Give again, unchanged, the line that contains "find wooden fence" together with every line that follows it until the entries end.

[Working data]

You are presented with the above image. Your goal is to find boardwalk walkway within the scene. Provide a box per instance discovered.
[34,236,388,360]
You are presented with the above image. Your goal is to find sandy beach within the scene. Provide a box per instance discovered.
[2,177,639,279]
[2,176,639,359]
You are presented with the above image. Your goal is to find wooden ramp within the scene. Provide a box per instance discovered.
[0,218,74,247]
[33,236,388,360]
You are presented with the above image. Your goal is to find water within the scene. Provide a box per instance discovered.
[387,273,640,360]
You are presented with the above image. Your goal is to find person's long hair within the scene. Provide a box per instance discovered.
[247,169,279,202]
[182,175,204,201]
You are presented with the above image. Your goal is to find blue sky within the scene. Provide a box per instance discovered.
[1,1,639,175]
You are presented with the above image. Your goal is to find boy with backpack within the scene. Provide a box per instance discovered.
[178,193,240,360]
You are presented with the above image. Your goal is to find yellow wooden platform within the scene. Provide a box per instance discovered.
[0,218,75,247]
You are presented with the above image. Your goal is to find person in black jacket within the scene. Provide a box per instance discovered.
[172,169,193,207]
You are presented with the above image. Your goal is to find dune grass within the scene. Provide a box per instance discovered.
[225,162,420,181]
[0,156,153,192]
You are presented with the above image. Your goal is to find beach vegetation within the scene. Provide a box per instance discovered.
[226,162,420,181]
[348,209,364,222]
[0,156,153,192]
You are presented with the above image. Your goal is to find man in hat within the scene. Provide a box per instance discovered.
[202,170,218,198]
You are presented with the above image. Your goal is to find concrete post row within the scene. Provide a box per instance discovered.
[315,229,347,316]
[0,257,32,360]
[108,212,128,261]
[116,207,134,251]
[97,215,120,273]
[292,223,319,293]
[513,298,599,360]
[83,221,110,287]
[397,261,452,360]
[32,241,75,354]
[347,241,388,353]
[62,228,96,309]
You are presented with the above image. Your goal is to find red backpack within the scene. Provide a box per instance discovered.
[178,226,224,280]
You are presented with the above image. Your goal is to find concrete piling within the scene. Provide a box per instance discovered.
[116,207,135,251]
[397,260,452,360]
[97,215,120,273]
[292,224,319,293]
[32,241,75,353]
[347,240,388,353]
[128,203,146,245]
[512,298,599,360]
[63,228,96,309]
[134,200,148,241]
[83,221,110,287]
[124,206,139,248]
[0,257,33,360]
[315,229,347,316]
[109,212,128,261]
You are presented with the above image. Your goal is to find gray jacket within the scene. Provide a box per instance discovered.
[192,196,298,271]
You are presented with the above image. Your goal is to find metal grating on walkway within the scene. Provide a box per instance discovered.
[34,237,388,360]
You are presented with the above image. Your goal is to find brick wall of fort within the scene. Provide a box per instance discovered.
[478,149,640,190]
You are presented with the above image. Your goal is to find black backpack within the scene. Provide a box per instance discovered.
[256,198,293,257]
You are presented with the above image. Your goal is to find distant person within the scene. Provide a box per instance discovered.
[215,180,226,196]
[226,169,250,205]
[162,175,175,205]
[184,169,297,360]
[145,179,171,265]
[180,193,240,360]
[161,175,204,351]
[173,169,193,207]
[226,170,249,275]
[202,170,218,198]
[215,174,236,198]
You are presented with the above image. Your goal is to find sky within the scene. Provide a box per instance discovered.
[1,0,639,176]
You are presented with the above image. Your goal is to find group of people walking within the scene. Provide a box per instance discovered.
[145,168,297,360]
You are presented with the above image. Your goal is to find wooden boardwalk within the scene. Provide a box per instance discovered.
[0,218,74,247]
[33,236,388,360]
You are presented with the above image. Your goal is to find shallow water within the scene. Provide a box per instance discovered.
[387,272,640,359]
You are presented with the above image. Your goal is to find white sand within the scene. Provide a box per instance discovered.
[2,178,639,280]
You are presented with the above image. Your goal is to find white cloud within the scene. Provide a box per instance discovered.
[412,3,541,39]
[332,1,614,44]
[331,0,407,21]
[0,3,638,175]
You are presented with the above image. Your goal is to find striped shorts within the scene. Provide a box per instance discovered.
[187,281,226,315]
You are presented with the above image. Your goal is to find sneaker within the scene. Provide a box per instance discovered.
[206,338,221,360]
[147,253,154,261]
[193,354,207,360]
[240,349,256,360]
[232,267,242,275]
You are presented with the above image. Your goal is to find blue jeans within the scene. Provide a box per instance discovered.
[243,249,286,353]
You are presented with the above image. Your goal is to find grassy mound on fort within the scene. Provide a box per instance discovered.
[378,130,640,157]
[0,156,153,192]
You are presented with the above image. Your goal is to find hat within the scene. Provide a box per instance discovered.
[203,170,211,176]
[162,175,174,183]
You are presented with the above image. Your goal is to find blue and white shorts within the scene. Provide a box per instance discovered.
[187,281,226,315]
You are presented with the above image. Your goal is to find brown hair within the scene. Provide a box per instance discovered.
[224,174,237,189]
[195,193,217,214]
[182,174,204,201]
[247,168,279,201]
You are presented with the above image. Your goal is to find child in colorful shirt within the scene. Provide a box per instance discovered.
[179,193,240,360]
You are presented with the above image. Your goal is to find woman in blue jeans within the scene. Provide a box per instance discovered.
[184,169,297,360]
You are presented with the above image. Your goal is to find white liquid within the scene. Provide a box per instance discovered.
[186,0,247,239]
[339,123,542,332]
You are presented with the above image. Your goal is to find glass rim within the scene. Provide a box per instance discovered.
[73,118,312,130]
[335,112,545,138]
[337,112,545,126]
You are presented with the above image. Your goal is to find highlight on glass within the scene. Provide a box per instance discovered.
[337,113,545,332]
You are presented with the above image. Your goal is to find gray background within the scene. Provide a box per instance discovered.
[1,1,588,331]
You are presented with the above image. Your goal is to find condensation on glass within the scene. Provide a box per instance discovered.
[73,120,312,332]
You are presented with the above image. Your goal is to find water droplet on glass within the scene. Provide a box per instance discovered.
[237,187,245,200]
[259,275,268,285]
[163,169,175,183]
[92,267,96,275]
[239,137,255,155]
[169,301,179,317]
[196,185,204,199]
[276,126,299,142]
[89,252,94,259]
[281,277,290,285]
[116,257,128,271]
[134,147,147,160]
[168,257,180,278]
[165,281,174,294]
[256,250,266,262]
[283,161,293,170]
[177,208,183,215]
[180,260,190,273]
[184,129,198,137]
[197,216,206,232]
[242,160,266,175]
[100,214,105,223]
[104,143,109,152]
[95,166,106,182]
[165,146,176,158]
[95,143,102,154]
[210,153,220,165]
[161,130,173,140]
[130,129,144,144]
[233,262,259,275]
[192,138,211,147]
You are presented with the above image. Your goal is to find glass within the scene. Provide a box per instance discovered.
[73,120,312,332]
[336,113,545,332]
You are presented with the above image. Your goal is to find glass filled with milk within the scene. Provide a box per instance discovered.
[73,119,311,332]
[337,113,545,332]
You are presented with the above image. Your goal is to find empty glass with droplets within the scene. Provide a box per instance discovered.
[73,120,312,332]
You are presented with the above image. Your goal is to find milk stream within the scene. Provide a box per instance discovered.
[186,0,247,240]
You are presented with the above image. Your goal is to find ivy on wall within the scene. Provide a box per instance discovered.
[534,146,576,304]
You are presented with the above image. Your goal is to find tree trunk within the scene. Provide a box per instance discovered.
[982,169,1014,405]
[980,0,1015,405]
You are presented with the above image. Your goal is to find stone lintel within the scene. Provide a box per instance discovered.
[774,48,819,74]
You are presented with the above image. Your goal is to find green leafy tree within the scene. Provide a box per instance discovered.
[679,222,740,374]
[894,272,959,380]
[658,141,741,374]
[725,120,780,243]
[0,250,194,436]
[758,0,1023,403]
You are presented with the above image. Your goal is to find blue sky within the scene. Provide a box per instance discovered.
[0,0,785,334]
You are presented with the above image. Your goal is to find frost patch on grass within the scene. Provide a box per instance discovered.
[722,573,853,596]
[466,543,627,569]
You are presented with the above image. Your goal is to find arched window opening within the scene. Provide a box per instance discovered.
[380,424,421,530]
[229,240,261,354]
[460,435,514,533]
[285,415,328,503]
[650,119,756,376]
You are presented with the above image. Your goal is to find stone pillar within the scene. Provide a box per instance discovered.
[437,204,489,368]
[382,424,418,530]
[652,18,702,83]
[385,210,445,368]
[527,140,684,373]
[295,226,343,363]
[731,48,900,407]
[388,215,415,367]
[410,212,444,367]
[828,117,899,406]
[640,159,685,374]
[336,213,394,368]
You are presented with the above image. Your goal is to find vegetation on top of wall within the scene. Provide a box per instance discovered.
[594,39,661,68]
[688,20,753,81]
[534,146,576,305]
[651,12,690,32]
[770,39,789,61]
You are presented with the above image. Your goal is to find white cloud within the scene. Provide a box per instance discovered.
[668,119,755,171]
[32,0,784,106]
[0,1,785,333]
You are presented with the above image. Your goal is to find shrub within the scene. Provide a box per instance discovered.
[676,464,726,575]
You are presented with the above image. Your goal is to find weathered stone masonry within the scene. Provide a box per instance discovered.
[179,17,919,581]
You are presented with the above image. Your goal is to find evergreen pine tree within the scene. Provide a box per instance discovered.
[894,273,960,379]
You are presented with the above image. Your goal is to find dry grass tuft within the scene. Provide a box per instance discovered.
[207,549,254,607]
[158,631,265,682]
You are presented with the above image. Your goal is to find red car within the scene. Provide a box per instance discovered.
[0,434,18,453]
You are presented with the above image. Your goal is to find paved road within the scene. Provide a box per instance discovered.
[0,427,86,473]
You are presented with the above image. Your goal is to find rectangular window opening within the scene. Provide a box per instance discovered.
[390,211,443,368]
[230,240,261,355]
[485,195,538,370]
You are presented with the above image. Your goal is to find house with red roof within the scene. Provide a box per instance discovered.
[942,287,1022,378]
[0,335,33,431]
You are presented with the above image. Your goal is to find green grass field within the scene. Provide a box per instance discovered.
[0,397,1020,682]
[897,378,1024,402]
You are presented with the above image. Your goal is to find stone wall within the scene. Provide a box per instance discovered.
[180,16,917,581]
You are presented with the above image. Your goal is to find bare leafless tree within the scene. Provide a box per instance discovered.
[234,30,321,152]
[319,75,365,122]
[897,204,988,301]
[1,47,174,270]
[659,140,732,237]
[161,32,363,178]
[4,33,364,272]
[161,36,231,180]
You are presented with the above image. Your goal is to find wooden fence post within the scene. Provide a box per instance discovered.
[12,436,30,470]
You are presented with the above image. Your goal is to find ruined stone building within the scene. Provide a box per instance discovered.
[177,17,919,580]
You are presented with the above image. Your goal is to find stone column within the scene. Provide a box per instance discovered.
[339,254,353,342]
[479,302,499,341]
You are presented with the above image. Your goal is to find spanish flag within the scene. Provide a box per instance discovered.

[/Working data]

▶ Solved exercise:
You are presented with the above image. Your goal is to find wooden fence post within the scene. Provide a box per instance discovered.
[12,436,30,470]
You are presented with the above image. Your goal is to find ruined stone building within the scene. Provide a box per instance discovered.
[177,17,919,580]
You are presented with the above image. Your goal is to find stone column within the scene. Provide a box per instance discovered.
[339,254,353,342]
[479,302,499,341]
You are presented with the above image. Your goal is to find spanish flag within the scene. Provide a box per instance discovered.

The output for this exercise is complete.